Requirement:
Using the entries below, quote exactly the span of lines that begins with the line containing "target | white salt grain" and ends with the final line.

Data in this exercise:
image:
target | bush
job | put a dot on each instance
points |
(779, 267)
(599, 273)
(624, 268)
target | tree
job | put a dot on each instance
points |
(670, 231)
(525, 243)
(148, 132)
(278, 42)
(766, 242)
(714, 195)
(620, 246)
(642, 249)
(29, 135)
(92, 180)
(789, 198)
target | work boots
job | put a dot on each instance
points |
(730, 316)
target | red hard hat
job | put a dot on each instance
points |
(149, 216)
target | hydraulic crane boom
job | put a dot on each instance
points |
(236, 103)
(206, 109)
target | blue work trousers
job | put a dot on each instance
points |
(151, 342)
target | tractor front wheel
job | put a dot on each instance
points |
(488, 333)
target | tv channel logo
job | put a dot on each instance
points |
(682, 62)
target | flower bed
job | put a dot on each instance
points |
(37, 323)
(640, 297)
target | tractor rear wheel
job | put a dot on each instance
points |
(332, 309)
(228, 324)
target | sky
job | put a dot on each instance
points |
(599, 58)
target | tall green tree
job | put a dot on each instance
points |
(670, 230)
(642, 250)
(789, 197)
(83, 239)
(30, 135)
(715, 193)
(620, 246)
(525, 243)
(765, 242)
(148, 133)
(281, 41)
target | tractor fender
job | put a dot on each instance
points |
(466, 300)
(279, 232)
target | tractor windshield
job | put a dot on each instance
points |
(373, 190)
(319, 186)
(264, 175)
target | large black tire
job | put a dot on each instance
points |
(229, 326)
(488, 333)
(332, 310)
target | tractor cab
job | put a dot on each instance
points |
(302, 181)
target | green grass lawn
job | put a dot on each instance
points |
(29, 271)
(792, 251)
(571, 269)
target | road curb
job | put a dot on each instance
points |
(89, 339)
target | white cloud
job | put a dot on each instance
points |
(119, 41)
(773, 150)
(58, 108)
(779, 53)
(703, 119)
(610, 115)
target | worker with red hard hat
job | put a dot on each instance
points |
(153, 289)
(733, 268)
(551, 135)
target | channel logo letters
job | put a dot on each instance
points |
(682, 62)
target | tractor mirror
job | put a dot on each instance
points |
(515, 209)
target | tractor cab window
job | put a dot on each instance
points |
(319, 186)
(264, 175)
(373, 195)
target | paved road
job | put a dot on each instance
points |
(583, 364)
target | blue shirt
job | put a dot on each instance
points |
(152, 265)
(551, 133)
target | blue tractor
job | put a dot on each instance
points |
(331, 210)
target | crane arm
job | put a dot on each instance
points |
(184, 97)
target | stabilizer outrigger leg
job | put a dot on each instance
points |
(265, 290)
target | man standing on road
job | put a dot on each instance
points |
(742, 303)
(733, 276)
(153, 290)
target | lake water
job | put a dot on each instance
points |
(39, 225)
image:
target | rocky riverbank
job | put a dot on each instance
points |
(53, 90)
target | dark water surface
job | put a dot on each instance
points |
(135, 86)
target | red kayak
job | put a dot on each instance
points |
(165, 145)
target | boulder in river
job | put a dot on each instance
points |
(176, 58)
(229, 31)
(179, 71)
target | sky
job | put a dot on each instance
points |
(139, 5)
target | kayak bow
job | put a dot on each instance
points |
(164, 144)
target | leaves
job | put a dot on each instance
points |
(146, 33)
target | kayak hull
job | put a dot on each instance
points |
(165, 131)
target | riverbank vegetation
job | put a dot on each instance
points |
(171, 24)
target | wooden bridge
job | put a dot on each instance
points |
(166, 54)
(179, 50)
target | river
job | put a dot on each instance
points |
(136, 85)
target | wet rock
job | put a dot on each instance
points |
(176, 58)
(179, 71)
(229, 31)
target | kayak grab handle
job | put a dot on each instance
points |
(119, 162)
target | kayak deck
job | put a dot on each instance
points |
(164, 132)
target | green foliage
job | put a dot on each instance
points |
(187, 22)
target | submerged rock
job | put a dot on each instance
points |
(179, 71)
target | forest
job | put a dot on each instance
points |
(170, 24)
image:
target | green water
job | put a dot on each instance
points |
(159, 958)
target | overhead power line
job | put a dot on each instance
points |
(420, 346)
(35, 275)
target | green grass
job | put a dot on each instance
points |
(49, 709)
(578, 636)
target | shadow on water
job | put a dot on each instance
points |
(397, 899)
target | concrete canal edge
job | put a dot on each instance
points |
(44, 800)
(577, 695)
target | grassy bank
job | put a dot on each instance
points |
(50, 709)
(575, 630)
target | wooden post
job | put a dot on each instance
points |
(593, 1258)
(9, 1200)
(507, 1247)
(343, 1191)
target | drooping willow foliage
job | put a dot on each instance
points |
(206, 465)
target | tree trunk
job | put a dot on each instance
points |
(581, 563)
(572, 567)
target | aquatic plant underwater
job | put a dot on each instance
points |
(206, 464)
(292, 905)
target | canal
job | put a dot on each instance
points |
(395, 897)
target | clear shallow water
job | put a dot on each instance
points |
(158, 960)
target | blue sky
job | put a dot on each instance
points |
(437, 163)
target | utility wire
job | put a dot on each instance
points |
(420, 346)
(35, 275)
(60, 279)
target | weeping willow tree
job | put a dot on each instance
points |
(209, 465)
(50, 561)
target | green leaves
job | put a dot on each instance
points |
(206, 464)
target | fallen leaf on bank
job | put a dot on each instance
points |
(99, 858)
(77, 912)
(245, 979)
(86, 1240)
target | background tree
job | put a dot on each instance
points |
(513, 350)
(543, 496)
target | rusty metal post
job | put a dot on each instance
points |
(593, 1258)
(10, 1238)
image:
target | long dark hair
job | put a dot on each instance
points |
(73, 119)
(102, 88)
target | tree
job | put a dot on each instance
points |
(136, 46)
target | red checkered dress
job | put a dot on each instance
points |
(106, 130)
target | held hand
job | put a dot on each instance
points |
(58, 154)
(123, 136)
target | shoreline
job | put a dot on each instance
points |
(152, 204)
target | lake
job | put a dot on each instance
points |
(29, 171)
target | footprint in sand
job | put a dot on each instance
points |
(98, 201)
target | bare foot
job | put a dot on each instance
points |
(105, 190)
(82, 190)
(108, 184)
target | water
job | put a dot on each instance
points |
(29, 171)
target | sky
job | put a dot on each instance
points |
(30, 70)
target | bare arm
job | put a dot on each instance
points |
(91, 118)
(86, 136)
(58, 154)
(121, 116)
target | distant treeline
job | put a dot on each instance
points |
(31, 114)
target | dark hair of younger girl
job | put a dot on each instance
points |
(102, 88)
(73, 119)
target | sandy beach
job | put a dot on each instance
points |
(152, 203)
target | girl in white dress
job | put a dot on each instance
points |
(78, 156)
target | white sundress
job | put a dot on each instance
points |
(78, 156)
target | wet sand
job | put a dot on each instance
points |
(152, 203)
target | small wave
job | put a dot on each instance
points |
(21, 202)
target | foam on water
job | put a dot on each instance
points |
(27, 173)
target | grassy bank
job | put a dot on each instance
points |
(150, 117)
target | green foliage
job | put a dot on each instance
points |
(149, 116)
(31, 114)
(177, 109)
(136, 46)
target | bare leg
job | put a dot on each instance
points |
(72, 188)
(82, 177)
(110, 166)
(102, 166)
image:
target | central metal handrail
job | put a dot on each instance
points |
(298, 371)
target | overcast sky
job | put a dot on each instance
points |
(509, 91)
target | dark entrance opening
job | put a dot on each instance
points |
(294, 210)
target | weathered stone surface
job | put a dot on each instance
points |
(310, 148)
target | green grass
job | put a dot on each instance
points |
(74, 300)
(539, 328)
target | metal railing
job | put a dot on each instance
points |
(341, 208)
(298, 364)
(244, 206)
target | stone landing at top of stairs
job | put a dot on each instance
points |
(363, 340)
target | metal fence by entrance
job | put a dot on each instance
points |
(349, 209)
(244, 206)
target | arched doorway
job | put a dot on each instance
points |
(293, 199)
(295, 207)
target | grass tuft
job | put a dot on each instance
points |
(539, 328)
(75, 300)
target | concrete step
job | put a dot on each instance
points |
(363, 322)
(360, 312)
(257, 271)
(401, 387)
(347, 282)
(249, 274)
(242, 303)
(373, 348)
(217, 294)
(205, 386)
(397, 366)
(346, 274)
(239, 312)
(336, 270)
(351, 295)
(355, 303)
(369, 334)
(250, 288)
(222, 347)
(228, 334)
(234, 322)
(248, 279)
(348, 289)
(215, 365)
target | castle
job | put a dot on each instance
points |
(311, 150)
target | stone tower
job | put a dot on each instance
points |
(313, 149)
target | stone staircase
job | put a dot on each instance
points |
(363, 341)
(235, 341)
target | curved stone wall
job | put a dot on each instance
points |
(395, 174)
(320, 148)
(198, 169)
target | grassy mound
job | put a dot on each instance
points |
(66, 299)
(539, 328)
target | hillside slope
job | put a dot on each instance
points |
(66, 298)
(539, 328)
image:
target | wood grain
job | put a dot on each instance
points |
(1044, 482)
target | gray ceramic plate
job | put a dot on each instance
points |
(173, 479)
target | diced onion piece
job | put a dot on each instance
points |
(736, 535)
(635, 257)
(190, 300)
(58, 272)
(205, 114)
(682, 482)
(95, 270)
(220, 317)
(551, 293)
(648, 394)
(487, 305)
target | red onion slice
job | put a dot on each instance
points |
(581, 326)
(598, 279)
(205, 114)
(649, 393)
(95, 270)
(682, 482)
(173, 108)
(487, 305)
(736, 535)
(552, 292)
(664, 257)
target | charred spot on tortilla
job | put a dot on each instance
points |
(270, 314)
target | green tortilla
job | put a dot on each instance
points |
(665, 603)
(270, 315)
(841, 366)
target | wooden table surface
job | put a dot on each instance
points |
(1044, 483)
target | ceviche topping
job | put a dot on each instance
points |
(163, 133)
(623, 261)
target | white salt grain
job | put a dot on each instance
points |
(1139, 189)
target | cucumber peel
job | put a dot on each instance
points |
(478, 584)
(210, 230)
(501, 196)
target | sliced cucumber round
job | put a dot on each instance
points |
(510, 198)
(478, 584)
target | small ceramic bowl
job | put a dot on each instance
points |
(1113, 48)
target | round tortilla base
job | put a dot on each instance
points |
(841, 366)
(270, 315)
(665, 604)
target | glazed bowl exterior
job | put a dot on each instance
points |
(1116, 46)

Written response:
target | white salt grain
job | put a dot on each instance
points |
(1139, 189)
target | cucumber peel
job | put a dot on each instance
points |
(478, 584)
(210, 230)
(501, 196)
target | sliced cucumber round
job | put a dot on each instance
points |
(510, 198)
(478, 584)
target | small ceramic bowl
job | put a dot on each instance
points |
(1113, 48)
target | round tortilla base
job | put a dot on each instance
points |
(841, 366)
(270, 315)
(665, 604)
target | glazed bowl exterior
job | put a dot on each instance
points |
(1116, 46)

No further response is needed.